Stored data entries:
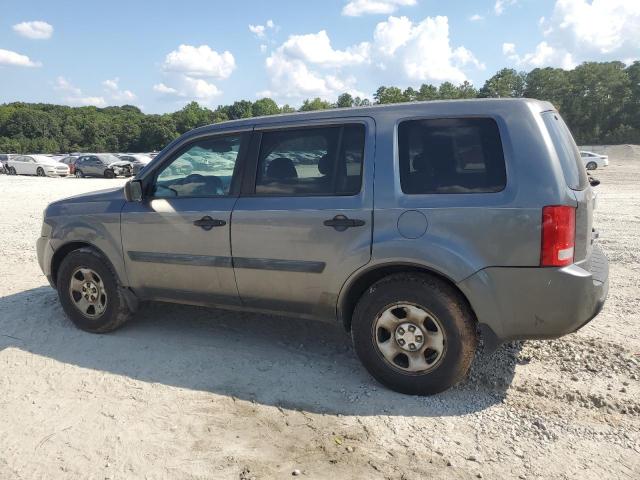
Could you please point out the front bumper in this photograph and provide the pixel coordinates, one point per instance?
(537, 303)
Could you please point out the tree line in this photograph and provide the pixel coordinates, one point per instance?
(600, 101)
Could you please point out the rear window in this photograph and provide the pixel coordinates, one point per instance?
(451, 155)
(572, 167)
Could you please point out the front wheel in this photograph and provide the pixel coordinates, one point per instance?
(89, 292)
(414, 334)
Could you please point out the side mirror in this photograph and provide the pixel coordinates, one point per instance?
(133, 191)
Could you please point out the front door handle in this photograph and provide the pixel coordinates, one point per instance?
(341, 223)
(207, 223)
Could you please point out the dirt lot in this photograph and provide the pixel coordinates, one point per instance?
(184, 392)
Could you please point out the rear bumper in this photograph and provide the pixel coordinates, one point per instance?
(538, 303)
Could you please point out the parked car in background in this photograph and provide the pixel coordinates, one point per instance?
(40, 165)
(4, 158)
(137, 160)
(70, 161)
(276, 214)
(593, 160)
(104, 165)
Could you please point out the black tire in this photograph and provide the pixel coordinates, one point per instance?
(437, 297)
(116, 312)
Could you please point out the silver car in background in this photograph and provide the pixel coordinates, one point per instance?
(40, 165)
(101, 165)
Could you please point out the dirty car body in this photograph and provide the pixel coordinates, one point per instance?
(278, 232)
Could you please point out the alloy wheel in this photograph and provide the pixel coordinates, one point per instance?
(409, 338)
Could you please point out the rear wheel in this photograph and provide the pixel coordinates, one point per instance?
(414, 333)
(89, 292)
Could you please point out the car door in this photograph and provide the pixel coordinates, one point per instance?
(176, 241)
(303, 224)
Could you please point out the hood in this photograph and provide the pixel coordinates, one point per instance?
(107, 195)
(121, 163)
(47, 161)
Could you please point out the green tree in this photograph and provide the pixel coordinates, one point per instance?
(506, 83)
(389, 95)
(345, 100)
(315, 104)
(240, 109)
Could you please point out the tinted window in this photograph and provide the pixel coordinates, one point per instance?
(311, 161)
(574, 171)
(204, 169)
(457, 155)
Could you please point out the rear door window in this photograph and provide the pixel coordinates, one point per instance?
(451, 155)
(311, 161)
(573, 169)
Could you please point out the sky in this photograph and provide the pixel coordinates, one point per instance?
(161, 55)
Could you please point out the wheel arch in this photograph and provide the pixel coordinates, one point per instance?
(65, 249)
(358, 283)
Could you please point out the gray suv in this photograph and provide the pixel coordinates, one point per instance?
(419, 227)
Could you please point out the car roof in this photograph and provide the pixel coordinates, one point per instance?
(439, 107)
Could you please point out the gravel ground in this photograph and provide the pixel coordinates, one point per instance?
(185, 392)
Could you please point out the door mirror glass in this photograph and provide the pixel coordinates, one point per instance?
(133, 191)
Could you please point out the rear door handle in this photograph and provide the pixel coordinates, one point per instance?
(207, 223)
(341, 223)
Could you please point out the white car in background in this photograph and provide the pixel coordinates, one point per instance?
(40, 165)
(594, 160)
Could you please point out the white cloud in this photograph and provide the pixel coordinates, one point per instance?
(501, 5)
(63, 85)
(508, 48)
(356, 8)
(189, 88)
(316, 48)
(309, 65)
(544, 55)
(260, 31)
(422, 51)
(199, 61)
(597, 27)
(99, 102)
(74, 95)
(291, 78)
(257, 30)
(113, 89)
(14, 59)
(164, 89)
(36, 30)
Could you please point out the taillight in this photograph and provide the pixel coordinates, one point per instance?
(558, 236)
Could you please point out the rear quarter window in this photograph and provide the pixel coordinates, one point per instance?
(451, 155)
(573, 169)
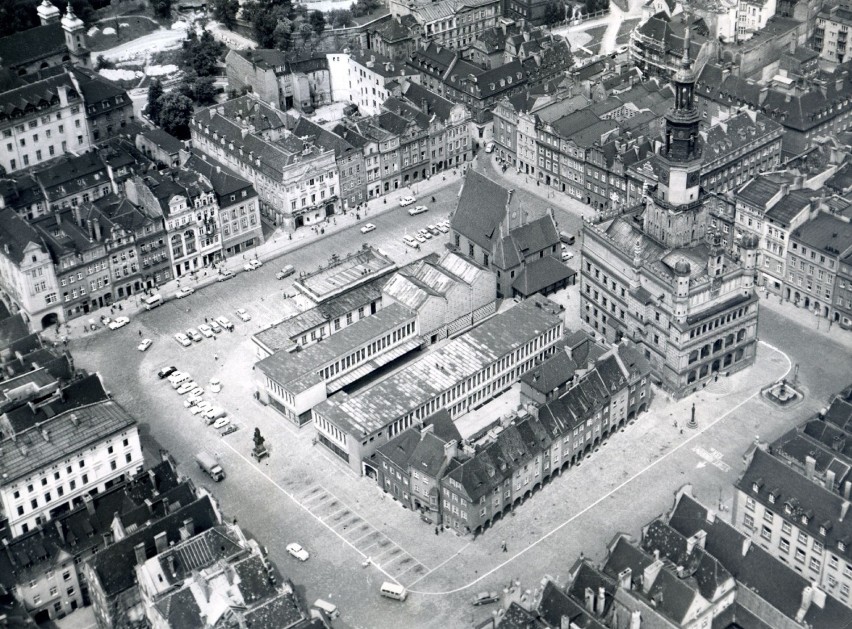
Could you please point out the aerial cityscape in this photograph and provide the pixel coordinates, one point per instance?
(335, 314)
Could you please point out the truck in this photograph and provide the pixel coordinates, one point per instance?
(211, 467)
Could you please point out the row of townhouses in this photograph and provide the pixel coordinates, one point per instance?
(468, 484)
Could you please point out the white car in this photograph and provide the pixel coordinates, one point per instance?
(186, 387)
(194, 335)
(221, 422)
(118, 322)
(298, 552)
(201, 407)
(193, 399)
---
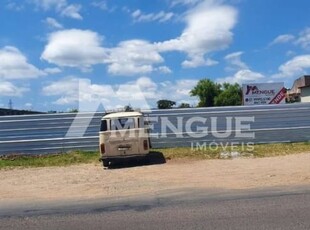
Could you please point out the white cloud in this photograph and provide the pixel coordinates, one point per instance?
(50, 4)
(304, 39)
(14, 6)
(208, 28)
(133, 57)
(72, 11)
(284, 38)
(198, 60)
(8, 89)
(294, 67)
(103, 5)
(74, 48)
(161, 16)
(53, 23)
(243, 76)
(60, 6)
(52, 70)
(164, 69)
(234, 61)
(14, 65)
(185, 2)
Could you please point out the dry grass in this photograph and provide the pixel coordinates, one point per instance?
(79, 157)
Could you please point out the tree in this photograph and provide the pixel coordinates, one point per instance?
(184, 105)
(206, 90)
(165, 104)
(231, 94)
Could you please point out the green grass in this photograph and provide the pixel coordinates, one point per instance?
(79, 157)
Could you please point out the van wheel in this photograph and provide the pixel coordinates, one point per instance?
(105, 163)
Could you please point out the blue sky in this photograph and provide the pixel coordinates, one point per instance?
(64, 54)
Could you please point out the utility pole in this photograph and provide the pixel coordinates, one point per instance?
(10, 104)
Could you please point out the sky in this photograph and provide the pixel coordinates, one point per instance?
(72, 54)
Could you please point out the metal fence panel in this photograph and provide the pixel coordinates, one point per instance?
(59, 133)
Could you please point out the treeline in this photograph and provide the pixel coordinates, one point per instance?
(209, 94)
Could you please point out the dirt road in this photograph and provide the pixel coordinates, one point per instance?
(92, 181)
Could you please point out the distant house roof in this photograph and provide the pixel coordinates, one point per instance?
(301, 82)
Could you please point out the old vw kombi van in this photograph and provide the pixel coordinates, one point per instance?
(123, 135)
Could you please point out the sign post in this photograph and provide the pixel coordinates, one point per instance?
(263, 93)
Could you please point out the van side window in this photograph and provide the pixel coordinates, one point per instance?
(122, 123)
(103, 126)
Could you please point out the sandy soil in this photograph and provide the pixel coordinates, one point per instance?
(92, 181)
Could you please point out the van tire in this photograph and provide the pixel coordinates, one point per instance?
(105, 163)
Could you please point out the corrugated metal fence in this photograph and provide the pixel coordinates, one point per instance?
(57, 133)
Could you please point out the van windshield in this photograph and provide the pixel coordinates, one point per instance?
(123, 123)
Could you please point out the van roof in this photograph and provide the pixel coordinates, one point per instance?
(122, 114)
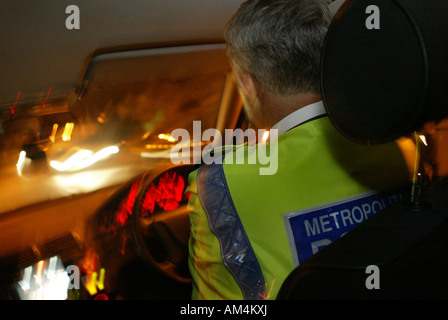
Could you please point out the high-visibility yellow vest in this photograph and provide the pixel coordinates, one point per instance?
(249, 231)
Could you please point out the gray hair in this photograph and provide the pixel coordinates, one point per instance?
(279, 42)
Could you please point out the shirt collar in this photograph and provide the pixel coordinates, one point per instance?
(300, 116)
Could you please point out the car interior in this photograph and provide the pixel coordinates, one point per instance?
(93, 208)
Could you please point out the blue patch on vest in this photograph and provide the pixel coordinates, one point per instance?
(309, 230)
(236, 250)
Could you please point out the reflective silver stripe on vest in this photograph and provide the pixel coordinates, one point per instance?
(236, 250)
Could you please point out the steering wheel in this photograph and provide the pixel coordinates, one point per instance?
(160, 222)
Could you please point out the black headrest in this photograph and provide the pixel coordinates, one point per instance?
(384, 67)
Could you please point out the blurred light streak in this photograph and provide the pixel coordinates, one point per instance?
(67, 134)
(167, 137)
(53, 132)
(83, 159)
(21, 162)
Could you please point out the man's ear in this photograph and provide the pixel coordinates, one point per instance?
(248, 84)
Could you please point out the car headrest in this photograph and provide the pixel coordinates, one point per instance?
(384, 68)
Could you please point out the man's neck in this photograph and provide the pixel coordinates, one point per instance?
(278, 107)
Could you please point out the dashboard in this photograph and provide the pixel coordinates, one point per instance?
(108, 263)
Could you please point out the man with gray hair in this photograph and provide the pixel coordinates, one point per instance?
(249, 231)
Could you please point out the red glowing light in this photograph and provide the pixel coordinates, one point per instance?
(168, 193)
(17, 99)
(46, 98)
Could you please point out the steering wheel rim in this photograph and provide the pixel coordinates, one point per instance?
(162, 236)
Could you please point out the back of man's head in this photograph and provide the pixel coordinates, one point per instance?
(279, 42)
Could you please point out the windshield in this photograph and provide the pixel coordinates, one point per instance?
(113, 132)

**What is being asked:**
Report each line of the material that contains the string "metal", copying every such line in full. Matching is case-sensitive.

**Reply:**
Could you please point out the metal fence panel in this photograph and provide the pixel coordinates, one point per instance?
Could you please point out the corrugated metal fence in this photograph and provide the pixel coordinates, one point per instance?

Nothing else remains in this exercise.